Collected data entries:
********************
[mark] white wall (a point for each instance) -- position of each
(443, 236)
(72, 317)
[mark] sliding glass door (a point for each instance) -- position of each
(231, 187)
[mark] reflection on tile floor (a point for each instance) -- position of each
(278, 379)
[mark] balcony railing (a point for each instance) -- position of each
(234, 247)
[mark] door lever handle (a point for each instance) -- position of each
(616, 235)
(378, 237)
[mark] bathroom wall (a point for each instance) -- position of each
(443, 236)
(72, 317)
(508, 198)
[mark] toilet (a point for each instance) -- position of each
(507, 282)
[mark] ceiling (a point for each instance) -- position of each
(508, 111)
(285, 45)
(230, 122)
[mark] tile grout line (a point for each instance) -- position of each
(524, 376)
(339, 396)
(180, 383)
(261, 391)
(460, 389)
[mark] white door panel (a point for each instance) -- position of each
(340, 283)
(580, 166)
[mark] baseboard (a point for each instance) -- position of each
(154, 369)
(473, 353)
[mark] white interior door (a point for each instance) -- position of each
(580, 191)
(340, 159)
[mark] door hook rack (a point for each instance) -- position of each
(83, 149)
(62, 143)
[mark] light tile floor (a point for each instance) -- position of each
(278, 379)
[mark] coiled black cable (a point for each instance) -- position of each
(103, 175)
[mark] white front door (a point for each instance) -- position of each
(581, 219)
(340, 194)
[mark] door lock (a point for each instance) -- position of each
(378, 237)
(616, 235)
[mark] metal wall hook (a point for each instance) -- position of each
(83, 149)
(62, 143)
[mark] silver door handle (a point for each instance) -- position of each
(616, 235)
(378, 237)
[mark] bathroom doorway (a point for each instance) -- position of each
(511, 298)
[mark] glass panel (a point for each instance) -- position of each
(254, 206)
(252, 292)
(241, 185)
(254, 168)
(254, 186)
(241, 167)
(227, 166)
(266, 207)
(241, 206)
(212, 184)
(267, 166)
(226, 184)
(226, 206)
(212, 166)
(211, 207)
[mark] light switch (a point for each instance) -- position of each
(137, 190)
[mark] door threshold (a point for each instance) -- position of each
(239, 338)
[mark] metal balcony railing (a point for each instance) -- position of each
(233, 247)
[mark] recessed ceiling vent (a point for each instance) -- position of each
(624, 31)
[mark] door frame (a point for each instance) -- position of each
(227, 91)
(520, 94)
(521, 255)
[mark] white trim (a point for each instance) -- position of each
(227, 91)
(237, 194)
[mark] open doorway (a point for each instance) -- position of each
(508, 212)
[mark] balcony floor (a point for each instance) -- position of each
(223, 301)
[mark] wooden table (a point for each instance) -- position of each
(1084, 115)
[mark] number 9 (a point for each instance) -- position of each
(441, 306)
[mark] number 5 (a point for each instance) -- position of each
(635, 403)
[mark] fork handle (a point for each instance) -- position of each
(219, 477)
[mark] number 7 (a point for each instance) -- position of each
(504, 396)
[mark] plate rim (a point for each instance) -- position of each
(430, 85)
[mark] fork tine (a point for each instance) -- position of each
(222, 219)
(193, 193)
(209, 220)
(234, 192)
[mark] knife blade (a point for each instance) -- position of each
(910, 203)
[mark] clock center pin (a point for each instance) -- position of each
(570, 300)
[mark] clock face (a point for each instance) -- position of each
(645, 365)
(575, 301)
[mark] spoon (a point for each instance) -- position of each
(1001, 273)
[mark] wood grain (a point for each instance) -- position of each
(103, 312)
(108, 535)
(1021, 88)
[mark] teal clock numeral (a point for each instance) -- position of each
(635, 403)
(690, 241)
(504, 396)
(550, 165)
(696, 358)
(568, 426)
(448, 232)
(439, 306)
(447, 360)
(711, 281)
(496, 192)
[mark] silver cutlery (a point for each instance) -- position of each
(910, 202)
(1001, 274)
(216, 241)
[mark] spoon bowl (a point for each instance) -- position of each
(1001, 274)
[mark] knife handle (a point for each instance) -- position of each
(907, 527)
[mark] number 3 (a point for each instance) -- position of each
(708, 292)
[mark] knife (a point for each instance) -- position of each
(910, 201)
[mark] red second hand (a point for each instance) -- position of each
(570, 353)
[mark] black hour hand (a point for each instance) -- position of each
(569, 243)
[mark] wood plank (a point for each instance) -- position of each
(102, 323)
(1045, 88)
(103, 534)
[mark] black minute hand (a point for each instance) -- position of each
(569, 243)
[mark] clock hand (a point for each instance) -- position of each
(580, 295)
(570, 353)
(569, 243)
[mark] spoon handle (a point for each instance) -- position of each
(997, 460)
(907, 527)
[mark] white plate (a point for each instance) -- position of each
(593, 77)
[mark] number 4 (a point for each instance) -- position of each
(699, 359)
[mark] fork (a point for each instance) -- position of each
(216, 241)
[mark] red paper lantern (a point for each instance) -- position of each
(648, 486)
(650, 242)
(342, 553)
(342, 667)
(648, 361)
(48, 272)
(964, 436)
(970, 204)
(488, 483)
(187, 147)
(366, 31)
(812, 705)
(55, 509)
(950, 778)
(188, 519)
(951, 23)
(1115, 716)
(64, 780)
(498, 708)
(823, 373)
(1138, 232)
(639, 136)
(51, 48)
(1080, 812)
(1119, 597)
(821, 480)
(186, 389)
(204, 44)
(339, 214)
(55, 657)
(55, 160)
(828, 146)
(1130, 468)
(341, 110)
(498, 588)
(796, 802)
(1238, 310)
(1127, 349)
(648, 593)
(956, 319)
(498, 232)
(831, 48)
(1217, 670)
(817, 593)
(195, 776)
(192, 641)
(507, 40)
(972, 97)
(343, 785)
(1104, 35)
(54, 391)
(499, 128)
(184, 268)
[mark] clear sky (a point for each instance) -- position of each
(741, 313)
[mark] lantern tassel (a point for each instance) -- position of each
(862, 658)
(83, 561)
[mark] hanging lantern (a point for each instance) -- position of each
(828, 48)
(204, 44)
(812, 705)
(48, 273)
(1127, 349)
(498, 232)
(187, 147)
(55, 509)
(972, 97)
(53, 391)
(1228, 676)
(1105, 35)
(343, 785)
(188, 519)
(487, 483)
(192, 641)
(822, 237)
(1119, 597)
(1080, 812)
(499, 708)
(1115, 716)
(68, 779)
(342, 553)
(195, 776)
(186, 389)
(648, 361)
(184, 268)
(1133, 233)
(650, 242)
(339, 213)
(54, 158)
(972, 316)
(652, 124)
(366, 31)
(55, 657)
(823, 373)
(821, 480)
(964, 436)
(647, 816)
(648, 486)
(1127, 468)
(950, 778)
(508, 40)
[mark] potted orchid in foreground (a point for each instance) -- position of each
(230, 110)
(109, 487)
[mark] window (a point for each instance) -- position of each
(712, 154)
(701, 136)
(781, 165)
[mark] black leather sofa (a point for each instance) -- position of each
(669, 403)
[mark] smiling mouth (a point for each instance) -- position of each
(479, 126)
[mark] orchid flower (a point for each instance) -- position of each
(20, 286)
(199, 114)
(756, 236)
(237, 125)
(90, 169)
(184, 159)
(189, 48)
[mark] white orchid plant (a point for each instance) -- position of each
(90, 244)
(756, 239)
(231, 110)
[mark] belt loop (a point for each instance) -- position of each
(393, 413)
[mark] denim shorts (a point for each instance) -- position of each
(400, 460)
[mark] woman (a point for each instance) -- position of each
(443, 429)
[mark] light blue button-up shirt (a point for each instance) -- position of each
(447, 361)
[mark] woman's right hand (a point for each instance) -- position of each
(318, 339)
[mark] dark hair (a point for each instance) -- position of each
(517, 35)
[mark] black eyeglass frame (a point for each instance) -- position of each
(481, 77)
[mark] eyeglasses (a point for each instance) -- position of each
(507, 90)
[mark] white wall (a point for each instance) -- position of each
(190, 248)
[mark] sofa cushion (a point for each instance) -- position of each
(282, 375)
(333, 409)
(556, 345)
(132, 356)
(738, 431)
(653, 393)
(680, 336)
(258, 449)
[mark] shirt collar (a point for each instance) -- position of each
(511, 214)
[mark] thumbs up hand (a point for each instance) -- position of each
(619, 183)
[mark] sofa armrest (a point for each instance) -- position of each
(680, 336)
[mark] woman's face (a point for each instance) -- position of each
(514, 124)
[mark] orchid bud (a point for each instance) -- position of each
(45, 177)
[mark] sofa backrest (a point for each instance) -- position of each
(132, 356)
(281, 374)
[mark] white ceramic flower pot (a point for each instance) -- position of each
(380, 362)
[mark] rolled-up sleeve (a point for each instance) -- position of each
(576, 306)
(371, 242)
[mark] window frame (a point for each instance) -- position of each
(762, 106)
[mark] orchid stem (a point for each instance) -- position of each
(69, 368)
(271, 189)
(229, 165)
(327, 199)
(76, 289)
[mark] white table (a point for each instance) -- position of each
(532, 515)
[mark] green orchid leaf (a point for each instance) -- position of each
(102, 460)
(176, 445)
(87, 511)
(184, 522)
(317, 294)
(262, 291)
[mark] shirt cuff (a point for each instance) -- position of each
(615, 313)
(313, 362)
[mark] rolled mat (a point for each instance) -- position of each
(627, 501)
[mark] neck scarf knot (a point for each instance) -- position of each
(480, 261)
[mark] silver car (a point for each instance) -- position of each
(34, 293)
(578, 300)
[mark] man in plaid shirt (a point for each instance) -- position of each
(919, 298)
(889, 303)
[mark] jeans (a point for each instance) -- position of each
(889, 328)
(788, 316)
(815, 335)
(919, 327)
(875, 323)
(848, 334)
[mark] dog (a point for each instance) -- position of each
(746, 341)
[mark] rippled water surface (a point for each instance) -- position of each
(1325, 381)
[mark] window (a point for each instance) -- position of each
********************
→ WRITTEN REQUEST:
Only the lines from the one containing "[mark] shirt cuff" to the end of the data should be printed, exactly as they stand.

→ TASK OUTPUT:
[mark] shirt cuff (a point for each instance) -- position of each
(615, 313)
(313, 362)
[mark] rolled mat (a point for each instance) -- position of each
(627, 501)
[mark] neck scarf knot (a point for each instance) -- position of each
(480, 261)
[mark] silver car (a point for each instance) -- position of each
(34, 293)
(578, 300)
[mark] man in plaid shirt (a point for each instance) -- position of each
(919, 298)
(889, 303)
[mark] jeans (a point for each instance) -- position of each
(889, 328)
(788, 316)
(815, 335)
(919, 327)
(875, 323)
(848, 334)
[mark] dog (a point for each instance) -- position of each
(746, 341)
[mark] rippled water surface (a point for each instance) -- position of each
(1325, 381)
[mark] window (a point for each instance) -- position of each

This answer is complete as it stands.